## Data for processing:
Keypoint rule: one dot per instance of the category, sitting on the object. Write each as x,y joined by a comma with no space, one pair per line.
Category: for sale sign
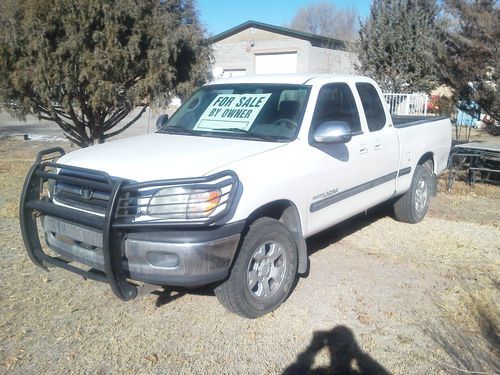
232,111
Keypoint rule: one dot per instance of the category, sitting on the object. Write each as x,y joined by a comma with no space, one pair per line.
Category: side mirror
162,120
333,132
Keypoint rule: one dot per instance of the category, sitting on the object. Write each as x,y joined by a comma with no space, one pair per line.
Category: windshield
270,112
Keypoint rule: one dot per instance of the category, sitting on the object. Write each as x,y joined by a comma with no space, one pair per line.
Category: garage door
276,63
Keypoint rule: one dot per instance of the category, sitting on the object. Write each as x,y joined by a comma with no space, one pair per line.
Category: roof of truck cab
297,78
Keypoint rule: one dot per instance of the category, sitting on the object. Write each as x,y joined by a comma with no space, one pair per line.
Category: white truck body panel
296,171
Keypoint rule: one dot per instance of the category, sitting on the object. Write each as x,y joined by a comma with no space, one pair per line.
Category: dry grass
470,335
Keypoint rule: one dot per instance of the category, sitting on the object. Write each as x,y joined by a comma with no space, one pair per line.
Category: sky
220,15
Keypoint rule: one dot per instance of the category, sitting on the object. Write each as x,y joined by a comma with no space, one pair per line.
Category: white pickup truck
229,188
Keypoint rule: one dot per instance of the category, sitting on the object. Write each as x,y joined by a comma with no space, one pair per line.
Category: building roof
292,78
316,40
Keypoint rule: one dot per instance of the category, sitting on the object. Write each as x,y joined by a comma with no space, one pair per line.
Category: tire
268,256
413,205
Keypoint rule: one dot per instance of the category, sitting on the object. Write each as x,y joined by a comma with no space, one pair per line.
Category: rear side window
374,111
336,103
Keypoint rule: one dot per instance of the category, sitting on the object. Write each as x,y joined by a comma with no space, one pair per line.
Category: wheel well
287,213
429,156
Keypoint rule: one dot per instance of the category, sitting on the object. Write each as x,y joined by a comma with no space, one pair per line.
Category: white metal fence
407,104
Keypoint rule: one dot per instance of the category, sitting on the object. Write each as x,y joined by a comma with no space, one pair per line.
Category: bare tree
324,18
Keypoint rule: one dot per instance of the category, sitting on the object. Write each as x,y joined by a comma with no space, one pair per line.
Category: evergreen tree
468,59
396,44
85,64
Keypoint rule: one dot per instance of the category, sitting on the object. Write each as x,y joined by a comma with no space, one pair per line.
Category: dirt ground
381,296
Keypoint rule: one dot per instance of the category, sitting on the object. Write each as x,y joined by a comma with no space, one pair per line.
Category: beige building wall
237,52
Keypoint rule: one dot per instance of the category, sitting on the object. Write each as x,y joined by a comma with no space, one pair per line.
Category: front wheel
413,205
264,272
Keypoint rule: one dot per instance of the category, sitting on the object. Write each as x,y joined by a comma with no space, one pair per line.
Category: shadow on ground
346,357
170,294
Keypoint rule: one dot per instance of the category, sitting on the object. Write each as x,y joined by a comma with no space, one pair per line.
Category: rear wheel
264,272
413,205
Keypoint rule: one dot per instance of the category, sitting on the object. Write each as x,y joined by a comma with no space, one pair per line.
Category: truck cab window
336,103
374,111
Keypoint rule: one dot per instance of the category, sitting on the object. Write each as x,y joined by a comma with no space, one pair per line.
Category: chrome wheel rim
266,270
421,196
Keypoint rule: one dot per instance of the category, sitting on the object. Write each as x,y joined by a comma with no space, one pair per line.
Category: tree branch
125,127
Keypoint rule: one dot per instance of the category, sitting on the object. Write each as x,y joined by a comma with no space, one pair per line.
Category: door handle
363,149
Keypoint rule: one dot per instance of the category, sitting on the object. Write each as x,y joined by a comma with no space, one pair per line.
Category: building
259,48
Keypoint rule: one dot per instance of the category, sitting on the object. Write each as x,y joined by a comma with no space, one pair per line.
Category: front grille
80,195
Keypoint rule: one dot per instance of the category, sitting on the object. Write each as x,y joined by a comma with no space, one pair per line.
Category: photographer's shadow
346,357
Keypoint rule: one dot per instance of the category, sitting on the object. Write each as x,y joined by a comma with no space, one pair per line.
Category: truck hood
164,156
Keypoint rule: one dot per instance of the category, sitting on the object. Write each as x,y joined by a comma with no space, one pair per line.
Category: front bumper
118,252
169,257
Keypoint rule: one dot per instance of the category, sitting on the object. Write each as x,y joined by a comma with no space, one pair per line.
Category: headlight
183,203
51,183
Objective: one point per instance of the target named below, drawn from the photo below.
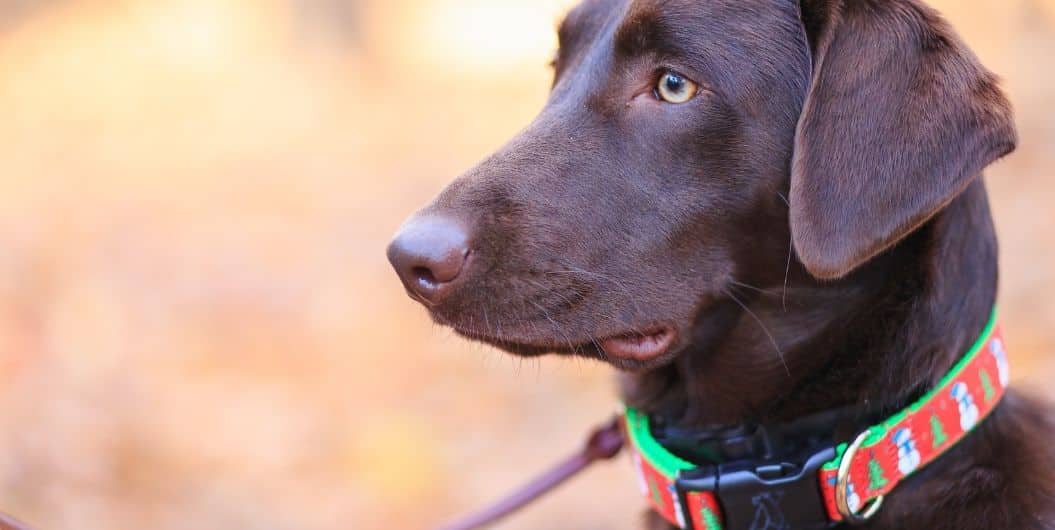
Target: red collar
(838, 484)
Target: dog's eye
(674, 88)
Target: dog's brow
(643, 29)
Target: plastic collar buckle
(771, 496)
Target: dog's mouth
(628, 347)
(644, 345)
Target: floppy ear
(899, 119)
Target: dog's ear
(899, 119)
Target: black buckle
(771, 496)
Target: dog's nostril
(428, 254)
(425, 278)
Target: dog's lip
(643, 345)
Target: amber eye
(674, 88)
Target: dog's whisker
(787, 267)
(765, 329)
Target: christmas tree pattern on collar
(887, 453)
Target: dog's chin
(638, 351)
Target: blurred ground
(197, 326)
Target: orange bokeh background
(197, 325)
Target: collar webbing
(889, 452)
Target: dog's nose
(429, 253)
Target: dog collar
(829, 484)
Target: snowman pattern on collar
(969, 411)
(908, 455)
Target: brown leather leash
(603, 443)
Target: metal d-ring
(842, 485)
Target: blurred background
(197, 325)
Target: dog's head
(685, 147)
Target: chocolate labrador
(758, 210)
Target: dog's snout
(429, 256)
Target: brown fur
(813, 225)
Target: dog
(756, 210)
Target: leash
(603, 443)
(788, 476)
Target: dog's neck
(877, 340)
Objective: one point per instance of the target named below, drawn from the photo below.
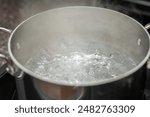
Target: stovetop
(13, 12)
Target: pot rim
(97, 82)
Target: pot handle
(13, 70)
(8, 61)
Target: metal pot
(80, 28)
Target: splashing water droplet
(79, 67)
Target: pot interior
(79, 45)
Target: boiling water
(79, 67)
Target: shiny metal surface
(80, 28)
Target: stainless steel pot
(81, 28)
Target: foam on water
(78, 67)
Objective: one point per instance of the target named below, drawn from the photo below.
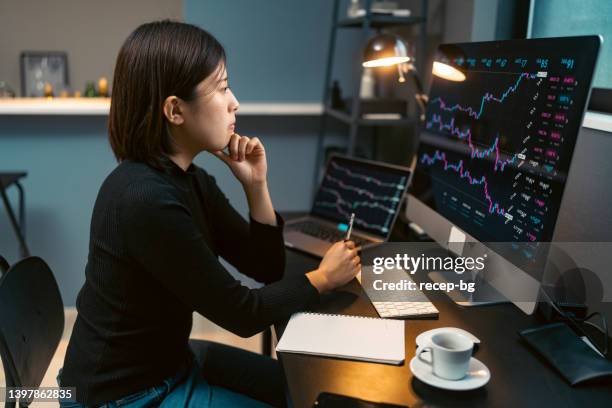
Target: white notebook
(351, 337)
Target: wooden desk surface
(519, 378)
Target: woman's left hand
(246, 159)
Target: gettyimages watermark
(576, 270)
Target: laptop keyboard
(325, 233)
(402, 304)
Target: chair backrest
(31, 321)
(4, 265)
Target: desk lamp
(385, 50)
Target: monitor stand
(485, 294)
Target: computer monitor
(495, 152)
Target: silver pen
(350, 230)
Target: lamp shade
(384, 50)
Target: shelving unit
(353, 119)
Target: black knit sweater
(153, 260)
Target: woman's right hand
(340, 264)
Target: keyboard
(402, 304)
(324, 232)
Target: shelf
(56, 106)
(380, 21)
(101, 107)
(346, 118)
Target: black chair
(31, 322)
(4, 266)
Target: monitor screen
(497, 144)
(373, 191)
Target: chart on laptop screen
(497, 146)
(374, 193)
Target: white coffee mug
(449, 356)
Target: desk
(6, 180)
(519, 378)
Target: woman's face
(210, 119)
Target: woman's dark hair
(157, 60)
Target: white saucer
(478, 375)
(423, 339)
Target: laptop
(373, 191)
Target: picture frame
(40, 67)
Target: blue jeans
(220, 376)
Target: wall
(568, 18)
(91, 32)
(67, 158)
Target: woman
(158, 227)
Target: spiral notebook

## Action item:
Set down, word for word, every line from the line that holds "Target: chair backrest" to the end of the entries above, including both ends.

## Answer box:
Target: chair backrest
(31, 321)
(4, 265)
Target: desk lamp
(385, 50)
Target: monitor stand
(485, 294)
Target: computer monitor
(495, 152)
Target: silver pen
(350, 230)
Target: lamp shade
(384, 50)
Target: shelving unit
(353, 119)
Target: black knit sweater
(153, 260)
Target: woman's right hand
(340, 264)
Target: keyboard
(402, 304)
(324, 232)
Target: shelf
(56, 106)
(380, 21)
(101, 107)
(346, 118)
Target: black chair
(31, 322)
(4, 266)
Target: monitor screen
(497, 144)
(373, 191)
Target: chart on laptop screen
(497, 146)
(374, 193)
Target: white coffee mug
(449, 356)
Target: desk
(6, 180)
(519, 378)
Target: woman's face
(210, 119)
Target: woman's dark hair
(157, 60)
Target: white saucer
(478, 375)
(423, 339)
Target: laptop
(373, 191)
Target: picture frame
(40, 67)
Target: blue jeans
(220, 376)
Target: wall
(568, 18)
(91, 32)
(67, 158)
Target: woman
(158, 227)
Target: spiral notebook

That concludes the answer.